ÉNONCÉ ÉCRIT A - Dans la liste, reprenez les lignes allant de celle qui contient « Ground truth says the hood » jusqu’à la fin de la liste, en modifiant « integer pixel coordinates » en « whole-number pixel coordinates » et sans rien changer d’autre.

Ceux qui s’attendaient à voir des stars ont été déçus. Ni le plaignant Vincent Bolloré, ni la prévenue Delphine Ernotte (jugée en tant que directrice de la publication) ne se sont déplacés à leur procès, qui s’est tenu mardi 3 avril au tribunal de grande instance de Nanterre. Seule Elise Lucet est venue assister au début des débats…
Ce procès résulte de la plainte en diffamation déposée par l’industriel contre son portrait diffusé le 7 avril 2016 dans l’émission Complément d’enquête sur France 2, reportage qui a reçu le prestigieux prix Albert Londres.
Procédure bâillon
Pour Jean Castelain, l’avocat de France 2, c’est une procédure “pour faire pression, pour faire peur, pour inciter les journalistes à ne pas enquêter. Car Vincent Bolloré poursuit systématiquement en justice les journalistes qui s’attaquent à ses affaires africaines”. Sa consoeur Juliette Félix abonde: “c’est une caricature de procédure bâillon dont le seul objectif est de faire peur et de faire taire les journalistes qui enquêtent notamment sur ses affaires africaines”.

ÉNONCÉ ÉCRIT B - Poursuivez l’article sur le procès en diffamation intenté par Vincent Bolloré contre France 2 après sa dernière phrase.

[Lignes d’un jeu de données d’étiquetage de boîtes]
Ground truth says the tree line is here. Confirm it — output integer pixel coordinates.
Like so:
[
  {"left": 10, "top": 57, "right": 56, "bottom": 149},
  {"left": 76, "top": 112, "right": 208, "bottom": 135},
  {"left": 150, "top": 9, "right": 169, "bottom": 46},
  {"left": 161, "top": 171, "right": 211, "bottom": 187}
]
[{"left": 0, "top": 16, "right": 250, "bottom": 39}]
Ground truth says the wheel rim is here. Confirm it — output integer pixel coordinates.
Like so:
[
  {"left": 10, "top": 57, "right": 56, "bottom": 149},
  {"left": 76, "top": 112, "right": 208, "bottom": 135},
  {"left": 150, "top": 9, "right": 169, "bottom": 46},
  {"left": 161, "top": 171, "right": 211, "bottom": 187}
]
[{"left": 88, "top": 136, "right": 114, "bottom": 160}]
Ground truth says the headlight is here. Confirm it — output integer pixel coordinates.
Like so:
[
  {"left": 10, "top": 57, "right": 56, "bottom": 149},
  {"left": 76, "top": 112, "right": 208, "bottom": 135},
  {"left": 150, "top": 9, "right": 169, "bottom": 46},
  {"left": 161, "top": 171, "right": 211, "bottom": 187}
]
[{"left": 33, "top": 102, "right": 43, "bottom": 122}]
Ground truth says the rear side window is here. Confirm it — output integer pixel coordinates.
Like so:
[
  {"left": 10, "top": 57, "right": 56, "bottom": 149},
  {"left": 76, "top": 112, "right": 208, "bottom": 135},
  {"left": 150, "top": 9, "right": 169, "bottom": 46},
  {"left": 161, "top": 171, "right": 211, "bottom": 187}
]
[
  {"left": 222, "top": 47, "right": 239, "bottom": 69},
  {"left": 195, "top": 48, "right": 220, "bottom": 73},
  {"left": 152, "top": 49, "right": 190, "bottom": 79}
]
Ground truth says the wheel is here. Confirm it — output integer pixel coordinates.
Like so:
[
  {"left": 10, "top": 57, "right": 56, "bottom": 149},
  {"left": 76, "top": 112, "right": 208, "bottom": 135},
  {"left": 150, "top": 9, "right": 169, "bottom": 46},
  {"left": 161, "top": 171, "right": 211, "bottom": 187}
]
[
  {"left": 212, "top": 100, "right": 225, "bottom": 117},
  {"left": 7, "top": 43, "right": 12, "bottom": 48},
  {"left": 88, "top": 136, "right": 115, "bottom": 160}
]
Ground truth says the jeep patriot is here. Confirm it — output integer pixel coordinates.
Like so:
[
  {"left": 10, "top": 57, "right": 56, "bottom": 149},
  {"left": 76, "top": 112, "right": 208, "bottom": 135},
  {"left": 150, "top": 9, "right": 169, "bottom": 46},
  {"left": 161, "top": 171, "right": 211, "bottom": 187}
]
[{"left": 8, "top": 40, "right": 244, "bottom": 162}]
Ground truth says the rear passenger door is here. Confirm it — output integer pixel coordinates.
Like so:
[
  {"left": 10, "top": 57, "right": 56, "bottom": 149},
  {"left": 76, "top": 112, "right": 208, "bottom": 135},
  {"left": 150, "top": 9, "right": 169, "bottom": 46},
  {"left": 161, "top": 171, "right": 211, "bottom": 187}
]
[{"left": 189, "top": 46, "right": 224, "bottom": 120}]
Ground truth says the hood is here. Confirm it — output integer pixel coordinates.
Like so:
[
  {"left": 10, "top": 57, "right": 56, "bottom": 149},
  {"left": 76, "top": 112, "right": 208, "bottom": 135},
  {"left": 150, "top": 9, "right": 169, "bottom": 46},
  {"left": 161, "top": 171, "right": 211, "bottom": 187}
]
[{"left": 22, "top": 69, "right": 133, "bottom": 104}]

RÉSULTAT DE L’EXERCICE A -
Ground truth says the hood is here. Confirm it — output whole-number pixel coordinates.
Like so:
[
  {"left": 10, "top": 57, "right": 56, "bottom": 149},
  {"left": 76, "top": 112, "right": 208, "bottom": 135},
  {"left": 150, "top": 9, "right": 169, "bottom": 46},
  {"left": 161, "top": 171, "right": 211, "bottom": 187}
]
[{"left": 22, "top": 69, "right": 133, "bottom": 104}]

RÉSULTAT DE L’EXERCICE B -
Cité comme témoin, le journaliste de Ouest France Patrice Moyon explique que son reportage il a atténué ce qu’il avait vu en Afrique, car “on est très observé quand on écrit sur le groupe Bolloré à Ouest France…”
De même, l’auteur du reportage de France 2, Tristan Waleckx, explique avoir pesé chaque mot au trébuchet: “on savait qu’on pouvait être attaqué si on déviait d’un iota. On sait que Vincent Bolloré est très procédurier, même s’il retire souvent sa plainte juste avant l’audience”. Quant au fait d’être jugé pour diffamation, “c’est pénible et éprouvant, ça m’épuise. Ca arrive à vous polluer la tête même quand on sait qu’on a raison”.
“Pire que du Cash investigation“
En face, Olivier Baratelli, avocat historique de Vincent Bolloré, relativise: “j’ai créé une alerte Google pour recevoir tout ce qui paraît sur Bolloré. Je laisse passer plein de propos diffamatoires. J’ai seulement engagé 16 procédures en vingt ans, soit moins d’une par an. Vincent Bolloré me laisse faire. Je choisis d’attaquer tel ou tel propos quand les bornes sont dépassées”.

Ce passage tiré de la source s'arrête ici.